Entries from a data collection
========

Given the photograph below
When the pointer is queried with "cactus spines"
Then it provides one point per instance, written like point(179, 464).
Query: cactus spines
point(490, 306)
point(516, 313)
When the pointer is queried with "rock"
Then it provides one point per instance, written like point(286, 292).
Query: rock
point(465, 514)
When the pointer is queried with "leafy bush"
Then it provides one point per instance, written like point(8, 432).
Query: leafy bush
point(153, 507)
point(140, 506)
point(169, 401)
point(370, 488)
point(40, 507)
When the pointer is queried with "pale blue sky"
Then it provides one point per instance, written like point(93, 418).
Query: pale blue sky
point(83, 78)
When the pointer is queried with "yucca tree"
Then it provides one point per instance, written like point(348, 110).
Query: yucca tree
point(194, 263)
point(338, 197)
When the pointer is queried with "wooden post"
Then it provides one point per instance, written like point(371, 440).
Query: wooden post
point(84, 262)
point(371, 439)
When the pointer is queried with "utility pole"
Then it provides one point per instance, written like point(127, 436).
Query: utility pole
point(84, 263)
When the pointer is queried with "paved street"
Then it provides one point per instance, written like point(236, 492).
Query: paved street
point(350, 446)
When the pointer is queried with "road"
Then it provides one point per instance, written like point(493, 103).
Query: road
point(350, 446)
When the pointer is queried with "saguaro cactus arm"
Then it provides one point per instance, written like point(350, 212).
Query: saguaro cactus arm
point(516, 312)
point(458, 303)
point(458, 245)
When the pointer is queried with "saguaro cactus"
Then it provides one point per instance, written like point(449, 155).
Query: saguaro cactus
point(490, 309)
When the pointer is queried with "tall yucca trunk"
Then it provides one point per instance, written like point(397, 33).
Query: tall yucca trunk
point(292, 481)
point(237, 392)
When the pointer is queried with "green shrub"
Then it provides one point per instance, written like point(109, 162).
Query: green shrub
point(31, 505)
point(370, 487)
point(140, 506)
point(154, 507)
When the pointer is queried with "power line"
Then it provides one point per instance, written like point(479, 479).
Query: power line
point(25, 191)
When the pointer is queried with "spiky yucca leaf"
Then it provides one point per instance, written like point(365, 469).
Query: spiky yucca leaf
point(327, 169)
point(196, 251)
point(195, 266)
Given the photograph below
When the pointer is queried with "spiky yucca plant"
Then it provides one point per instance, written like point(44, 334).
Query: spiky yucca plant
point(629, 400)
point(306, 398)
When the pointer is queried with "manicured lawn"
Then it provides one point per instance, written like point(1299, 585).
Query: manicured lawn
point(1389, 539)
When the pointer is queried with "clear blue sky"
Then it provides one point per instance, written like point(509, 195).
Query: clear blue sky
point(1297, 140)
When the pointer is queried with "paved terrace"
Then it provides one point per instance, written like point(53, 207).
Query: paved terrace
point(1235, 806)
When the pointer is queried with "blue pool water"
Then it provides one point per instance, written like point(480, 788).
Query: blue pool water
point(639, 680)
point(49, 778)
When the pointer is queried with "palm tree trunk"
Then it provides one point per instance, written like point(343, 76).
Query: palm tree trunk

========

Copy word for word the lines from the start of the entries through the line containing "point(40, 507)", including that line.

* **Completed exercise**
Given the photograph below
When the pointer is queried with "cactus spines"
Then it provides one point per instance, written like point(179, 464).
Query: cactus spines
point(490, 306)
point(516, 313)
When the pointer is queried with "rock"
Then it provides one point per instance, written like point(286, 292).
Query: rock
point(465, 514)
When the pointer is queried with "leafy bush"
Then it provides one point per instance, written like point(8, 432).
Query: leafy bush
point(153, 507)
point(140, 506)
point(169, 401)
point(370, 488)
point(40, 507)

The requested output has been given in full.